Data excerpts:
==*==

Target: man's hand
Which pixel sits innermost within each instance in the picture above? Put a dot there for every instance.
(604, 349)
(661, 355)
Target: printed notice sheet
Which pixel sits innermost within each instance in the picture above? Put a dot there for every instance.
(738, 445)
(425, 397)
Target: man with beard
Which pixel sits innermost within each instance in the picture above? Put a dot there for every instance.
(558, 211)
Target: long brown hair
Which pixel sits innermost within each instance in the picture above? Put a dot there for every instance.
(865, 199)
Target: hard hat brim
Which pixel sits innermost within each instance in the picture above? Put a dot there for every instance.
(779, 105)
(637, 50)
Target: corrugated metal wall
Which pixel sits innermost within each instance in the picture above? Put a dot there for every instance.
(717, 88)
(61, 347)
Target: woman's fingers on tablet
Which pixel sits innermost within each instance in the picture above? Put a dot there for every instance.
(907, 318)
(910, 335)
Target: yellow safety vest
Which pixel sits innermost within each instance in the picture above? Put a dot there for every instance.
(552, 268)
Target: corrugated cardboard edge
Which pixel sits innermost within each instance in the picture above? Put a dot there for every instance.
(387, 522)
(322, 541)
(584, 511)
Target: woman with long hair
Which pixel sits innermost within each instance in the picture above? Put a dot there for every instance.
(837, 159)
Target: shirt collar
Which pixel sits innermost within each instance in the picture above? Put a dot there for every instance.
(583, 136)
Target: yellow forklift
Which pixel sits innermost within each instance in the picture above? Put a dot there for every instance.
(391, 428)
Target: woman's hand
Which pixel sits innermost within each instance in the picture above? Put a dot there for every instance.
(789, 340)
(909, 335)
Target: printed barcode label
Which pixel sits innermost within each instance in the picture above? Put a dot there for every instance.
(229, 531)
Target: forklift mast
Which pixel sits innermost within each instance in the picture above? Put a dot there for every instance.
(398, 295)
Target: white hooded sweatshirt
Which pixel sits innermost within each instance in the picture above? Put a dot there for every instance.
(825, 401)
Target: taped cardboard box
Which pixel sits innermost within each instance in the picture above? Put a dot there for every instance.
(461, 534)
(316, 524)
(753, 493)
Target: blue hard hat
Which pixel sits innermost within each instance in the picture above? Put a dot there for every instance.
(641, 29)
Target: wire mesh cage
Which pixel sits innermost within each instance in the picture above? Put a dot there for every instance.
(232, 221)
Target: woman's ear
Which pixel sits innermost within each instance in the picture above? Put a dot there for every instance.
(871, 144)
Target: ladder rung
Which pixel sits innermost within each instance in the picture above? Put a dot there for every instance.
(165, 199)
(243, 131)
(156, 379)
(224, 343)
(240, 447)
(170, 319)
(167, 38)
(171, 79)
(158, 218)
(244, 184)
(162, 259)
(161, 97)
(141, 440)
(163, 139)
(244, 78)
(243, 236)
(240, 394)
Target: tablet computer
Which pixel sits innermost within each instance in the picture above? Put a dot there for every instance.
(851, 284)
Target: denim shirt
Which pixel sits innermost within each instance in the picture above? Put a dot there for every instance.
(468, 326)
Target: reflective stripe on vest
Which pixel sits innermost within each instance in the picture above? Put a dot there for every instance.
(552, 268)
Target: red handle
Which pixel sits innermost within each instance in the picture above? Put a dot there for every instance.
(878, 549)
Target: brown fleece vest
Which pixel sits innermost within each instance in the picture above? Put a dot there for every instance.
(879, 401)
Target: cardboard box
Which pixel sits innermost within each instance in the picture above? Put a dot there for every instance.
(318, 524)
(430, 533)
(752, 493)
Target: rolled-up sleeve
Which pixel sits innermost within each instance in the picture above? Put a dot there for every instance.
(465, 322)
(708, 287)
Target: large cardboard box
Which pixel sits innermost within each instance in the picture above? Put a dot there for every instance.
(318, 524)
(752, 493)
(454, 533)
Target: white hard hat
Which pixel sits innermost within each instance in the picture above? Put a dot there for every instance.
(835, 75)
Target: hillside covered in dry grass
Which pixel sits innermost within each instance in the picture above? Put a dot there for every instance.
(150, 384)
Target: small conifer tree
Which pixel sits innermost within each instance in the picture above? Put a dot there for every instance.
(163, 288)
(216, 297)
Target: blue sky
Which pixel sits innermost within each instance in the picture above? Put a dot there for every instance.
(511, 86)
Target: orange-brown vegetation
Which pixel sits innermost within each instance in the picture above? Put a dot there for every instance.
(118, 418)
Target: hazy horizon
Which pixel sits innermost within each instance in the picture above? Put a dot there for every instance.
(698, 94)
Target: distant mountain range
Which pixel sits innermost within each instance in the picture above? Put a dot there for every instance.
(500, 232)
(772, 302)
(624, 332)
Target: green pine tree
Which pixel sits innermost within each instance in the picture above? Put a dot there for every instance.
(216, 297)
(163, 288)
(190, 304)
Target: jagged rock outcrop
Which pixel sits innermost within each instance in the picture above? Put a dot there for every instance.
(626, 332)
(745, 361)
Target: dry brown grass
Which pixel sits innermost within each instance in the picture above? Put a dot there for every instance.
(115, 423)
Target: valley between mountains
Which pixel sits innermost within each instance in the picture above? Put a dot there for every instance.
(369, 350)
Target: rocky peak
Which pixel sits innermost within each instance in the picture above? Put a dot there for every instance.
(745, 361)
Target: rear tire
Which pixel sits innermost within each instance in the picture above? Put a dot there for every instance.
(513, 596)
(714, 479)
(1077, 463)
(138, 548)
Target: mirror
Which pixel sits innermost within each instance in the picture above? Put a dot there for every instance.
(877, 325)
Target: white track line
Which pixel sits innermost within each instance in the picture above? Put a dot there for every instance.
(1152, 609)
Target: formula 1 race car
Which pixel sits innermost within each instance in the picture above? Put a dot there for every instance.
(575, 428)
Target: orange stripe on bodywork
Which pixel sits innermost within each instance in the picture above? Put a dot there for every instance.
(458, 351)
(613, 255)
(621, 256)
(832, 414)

==*==

Please arrange all the items above as a two-column CSV with the header row "text" and "answer", one row per item. Put each item's text and its answer in their own quoted fields, with line breaks replaced by spaces.

text,answer
"Target: man's hand Which pixel sits innermost within each instance in the picture above? Put a dot there for every instance.","(604, 349) (661, 355)"
"Target: printed notice sheet Which pixel sits innermost within each instance in the picture above? Put a dot there for every instance.","(738, 445) (425, 397)"
"Target: man with beard Which pixel sits innermost within each instance in the picture above? Put a dot there for every instance.","(558, 211)"
"Target: long brown hair Which pixel sits innermost within each instance in the picture above? Put a dot there for every instance.","(865, 199)"
"Target: hard hat brim Which pixel sits innermost within each instance in the picture above? Put a dot there for every instance.","(779, 105) (637, 50)"
"Target: corrugated metal wall Which pixel sits innermost within each instance in the picture above? Put a dot there for every instance.","(717, 88) (61, 347)"
"Target: woman's fingers on tablet Which pixel sits innermost within each instance in the picture above? Put a dot there for every instance.","(907, 318) (910, 335)"
"Target: yellow safety vest Which pixel sits innermost within each instance in the picture above? Put a dot there for every instance.","(552, 268)"
"Target: corrugated cardboard edge Which pixel sits innermost within each instance in the picture above? Put a dot there for every instance.","(387, 522) (322, 541) (584, 511)"
"Target: woman with long hair Which pixel sits innermost within each instance in the picture above? Put a dot there for every instance.","(837, 159)"
"Target: shirt collar Which pixel sits innermost within each instance in the picture above? Put a dot there for every instance.","(583, 136)"
"Target: yellow forklift Which pixel sits innermost within each instance in the picture above? Put a dot there for every instance.","(391, 428)"
"Target: woman's hand Which pixel sits innermost within each instance in the picture above? Put a dot there for every instance.","(789, 340) (909, 335)"
"Target: printed barcode label Which pixel sits innermost within each instance in the picture above? Put a dot there for every instance.","(229, 531)"
"Target: forklift mast Which pixel sits innermost within each instance in the picture above? Put a dot there for every instance.","(398, 295)"
"Target: white hooded sweatshirt Which pixel sits innermost within each instance in the picture above? Put a dot there for every instance.","(825, 401)"
"Target: taped cardboard box Which pixel sits innermost within each instance in the picture above? Put a dot there for every instance.","(461, 534) (316, 524) (753, 493)"
"Target: blue hard hat Which pixel sits innermost within each instance in the picture above? Put a dot there for every instance.","(641, 29)"
"Target: wire mesh cage Which pixel sits innermost within each instance in the picture above? Put a dot there for every instance.","(232, 221)"
"Target: woman's ear Which pixel sits innermost within each instance in the picture above? Put a dot there for every instance.","(871, 144)"
"Target: ladder rung Which pixel sits innermost within each instance in the picture above? Put a dot there for every instance.","(165, 199) (243, 131) (156, 379) (224, 343) (240, 447) (170, 319) (167, 38) (171, 79) (158, 218) (244, 184) (162, 259) (161, 97) (141, 440) (163, 139) (244, 78) (243, 236) (240, 394)"
"Target: tablet computer Which pixel sits innermost within each instance in the picture above? Put a dot there for every instance.","(851, 284)"
"Target: denim shirt Which pixel sits innermost within each instance in the picture above? Put a dot there for every instance.","(468, 326)"
"Target: reflective stripe on vest Which pixel sits innermost within each instance in the picture above? Put a dot there for every instance.","(552, 268)"
"Target: red handle Which pixel sits innermost within each instance in the picture above? Put a dot there for every instance.","(878, 549)"
"Target: brown fleece vest Which pixel sits innermost within each instance in the picture above? Put a dot there for every instance.","(879, 401)"
"Target: cardboard box Which pixel sits innermost within each instance in the picture above? Put a dot there for every instance.","(318, 524) (430, 533) (752, 493)"
"Target: rolled-up sleeve Which pixel sits innermost within each instance in the picture above? Put a dot there for every instance.","(465, 322) (708, 287)"
"Target: large cardboard box Which pixel sits innermost within each instance in the picture above? Put a dot there for every instance.","(318, 524) (752, 493) (454, 533)"
"Target: white hard hat Which pixel sits innermost within each instance in the picture above? Put a dot there for every instance.","(835, 75)"
"Target: hillside covered in dry grass Which pixel sits innermost within each instance in the picture above? Put a dot there for every instance.","(150, 384)"
"Target: small conifer tree Which pixel sits innermost within each instance in the picture above? Put a dot there for every instance.","(163, 288) (216, 297)"
"Target: blue sky Which pixel sits innermost within each instance in the picture above? Put a dot there for every instance.","(511, 86)"
"Target: orange-brown vegetation Which pixel sits innermost within each instance in the picture above? Put a dot there for every instance.","(118, 418)"
"Target: hazy horizon Which pixel sits innermost within each instance in the picture above? Put a dot there for every instance.","(698, 94)"
"Target: distant mountain range Which pixel sits innermost within each instance in the picture above? Put a dot there for every instance.","(500, 232) (772, 302) (624, 332)"
"Target: green pine tree Which pixel sits innermost within each instance in the picture above? Put a dot there for every instance.","(216, 297) (163, 288) (190, 304)"
"Target: jagged rock outcrop Which pixel sits innermost within each instance in the picture above? Put a dot there for every instance.","(626, 332) (745, 361)"
"Target: dry brown grass Which pixel sits innermost within each instance in the picture above? Put a dot there for every instance.","(115, 423)"
"Target: valley between mountains Which pixel sits innermost within each instance in the picture above? Put a dot there for every instance.","(369, 350)"
"Target: rocky peak Which pixel sits innermost within each instance in the picture above? Put a dot there for every instance.","(745, 361)"
"Target: rear tire Which pixel sits innermost within each instance in the picture above? Put a dot there for every instance.","(513, 596) (714, 479) (1077, 463) (138, 548)"
"Target: mirror Which pixel sits innermost within each instance in the picture above? Put a dot there for every instance.","(877, 325)"
"Target: white track line Which pixel sits innermost within each instance in the picture above? Put a dot there for every instance.","(1152, 609)"
"Target: formula 1 race car Which pixel sits innermost within each instance in the picture above? Put a dot there for every instance.","(575, 428)"
"Target: orange stripe on bodywork Which pixel sits innermost within each instance in the picture above? Put a dot there for every instance.","(458, 351) (613, 255) (621, 256) (832, 414)"